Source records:
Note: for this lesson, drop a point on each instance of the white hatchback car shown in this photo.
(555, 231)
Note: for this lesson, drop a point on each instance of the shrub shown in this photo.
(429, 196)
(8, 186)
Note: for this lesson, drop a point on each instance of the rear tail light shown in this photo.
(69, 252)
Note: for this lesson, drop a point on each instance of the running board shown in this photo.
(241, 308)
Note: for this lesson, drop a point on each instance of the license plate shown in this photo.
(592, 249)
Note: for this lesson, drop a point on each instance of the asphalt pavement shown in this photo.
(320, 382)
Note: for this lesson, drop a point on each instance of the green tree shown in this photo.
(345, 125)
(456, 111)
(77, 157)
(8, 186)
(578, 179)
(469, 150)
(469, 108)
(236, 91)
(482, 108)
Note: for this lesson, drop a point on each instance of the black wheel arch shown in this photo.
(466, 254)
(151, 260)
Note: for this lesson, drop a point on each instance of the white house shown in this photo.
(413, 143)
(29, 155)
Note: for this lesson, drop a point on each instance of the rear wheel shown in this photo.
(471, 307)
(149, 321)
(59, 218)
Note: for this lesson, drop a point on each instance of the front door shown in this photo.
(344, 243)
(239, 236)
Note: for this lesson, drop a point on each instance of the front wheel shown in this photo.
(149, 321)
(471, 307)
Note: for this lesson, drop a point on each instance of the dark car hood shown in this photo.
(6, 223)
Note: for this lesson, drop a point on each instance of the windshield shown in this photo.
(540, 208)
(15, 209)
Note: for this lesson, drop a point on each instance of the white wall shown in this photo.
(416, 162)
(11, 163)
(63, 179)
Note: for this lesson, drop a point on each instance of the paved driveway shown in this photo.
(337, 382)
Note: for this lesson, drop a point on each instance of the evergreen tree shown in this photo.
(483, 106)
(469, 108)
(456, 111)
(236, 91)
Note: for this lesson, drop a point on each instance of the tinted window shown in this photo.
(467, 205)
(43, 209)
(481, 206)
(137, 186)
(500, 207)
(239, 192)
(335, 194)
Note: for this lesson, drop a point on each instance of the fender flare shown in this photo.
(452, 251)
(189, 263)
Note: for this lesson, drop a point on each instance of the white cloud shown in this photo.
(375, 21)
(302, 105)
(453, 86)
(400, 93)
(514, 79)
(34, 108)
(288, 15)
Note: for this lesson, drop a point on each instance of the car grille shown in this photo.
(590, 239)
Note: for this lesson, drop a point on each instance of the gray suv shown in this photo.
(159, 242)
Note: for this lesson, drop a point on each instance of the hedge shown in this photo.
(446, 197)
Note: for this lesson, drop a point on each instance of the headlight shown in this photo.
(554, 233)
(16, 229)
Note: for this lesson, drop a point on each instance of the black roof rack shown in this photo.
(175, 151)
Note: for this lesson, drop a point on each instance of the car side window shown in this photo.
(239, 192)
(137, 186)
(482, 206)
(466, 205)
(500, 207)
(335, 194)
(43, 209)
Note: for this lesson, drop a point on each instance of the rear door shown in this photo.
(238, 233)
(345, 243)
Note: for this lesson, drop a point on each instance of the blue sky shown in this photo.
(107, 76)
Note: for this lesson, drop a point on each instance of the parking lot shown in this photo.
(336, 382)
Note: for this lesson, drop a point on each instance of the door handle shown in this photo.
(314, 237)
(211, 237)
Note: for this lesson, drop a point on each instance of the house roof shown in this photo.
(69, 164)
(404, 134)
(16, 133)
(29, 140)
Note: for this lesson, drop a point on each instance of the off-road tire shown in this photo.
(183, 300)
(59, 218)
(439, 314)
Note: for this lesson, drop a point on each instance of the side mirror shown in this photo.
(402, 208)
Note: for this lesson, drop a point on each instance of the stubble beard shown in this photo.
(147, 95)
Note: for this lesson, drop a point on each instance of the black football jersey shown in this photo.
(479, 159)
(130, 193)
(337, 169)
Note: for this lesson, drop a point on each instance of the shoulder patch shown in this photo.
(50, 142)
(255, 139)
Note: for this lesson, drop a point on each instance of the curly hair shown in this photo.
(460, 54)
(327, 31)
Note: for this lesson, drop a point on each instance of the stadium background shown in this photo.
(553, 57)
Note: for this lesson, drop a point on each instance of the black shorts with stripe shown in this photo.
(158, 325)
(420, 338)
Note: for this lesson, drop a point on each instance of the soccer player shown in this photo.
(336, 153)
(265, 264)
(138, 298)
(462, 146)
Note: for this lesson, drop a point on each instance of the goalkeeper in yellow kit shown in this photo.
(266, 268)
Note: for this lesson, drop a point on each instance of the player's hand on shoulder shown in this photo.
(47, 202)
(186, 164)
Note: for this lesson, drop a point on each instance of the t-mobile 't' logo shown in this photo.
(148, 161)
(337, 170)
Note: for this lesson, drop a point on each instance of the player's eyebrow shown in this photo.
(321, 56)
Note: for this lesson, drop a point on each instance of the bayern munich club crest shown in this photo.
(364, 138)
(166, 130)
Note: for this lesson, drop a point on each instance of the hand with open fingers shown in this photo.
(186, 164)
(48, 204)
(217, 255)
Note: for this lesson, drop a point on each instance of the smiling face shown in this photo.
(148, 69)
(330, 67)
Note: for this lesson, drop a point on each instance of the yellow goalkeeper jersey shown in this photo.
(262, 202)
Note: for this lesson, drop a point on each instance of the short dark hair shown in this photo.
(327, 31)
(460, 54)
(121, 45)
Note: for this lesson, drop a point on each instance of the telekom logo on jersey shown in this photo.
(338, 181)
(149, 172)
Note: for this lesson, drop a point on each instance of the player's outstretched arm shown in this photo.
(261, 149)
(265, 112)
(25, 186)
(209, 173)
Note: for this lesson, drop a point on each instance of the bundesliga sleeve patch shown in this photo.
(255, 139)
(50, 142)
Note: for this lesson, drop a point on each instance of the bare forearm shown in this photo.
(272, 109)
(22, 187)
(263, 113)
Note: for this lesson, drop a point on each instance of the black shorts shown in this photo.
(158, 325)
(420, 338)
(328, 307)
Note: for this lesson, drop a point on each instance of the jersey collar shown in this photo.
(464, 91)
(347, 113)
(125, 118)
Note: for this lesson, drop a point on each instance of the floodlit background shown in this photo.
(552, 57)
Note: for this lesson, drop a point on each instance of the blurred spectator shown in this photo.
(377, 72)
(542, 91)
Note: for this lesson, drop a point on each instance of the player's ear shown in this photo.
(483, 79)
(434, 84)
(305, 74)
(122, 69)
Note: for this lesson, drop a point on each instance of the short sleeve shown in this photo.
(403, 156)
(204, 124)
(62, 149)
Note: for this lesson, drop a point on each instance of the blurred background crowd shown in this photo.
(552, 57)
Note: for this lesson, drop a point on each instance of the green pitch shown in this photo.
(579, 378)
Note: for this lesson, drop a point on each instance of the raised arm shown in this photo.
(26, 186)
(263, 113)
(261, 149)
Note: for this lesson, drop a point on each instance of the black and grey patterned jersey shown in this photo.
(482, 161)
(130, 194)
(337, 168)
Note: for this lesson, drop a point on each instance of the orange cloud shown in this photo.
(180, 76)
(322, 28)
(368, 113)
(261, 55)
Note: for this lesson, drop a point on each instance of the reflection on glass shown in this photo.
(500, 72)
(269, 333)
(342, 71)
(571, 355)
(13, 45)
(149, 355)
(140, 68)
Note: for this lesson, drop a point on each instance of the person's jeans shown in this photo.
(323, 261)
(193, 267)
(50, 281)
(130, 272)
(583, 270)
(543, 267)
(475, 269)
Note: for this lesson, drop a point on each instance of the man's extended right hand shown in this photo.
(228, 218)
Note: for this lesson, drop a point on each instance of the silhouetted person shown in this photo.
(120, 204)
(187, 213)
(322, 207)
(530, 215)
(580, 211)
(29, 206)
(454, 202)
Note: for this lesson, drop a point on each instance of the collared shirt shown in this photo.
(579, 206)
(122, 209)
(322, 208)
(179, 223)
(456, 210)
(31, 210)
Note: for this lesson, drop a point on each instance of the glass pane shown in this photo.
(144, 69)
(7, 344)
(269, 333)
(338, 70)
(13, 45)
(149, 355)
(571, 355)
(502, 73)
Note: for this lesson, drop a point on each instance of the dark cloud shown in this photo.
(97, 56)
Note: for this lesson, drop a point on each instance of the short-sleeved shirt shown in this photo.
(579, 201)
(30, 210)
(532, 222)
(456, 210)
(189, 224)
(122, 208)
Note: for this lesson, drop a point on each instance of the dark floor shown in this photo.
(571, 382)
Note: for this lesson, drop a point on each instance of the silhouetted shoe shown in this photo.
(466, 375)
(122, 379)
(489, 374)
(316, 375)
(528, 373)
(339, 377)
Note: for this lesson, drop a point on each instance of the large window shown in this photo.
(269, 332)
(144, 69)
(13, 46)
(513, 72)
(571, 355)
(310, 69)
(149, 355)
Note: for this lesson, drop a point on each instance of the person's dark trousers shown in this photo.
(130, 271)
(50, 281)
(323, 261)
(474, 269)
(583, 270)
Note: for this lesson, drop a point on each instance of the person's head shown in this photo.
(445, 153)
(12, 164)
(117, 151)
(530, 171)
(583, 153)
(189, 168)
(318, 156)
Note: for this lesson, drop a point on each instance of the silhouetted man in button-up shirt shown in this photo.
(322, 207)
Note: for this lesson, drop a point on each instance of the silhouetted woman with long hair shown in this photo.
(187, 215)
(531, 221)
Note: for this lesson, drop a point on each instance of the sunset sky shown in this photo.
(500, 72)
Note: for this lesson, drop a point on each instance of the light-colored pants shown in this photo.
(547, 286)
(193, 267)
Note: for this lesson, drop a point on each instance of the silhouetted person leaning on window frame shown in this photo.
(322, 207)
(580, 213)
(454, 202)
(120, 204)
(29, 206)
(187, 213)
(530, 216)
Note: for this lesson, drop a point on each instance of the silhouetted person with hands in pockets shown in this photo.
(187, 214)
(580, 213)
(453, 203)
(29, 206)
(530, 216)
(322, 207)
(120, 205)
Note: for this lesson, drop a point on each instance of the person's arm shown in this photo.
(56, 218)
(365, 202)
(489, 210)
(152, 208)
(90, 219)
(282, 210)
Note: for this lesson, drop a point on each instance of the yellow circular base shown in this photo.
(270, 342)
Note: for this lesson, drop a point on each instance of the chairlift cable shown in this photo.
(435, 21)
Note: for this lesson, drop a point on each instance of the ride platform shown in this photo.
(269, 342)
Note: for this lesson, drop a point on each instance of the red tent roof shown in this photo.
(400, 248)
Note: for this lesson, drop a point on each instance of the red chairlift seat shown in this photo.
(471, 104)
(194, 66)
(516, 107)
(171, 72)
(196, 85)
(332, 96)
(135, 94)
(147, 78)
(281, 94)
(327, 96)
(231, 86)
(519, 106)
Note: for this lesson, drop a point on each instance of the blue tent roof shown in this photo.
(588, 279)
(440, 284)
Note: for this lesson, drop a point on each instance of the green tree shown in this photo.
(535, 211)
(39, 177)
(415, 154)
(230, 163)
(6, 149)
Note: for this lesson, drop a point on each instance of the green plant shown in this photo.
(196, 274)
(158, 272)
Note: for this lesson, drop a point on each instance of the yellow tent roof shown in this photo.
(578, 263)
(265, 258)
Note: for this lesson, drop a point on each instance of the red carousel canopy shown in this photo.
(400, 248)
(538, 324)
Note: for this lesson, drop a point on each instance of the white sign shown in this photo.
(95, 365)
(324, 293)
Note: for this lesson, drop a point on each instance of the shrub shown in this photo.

*The exercise*
All lines from the one containing "blue tent roof shown in this photo." through the final line of the listing above are to be reproduced exactly; include both and add nothing.

*Exercise result*
Note: for this lesson, drop a point on each instance of the blue tent roof shown in this photo.
(588, 279)
(440, 284)
Note: for this lesson, drop a point on each instance of the green tree shown in this photo.
(535, 211)
(39, 177)
(415, 154)
(230, 163)
(6, 149)
Note: for this lesson, drop a point on each instance of the green plant shown in this photo.
(196, 274)
(158, 272)
Note: for this lesson, drop a point on each instance of the yellow tent roof shown in this photo.
(578, 263)
(265, 258)
Note: for this lesson, drop a point on each instance of the red carousel canopy shown in this photo.
(400, 248)
(538, 324)
Note: for this lesson, drop a point on each instance of the white sign shown in this photo.
(95, 365)
(324, 293)
Note: for this lesson, drop a point on each instance of the shrub shown in this photo.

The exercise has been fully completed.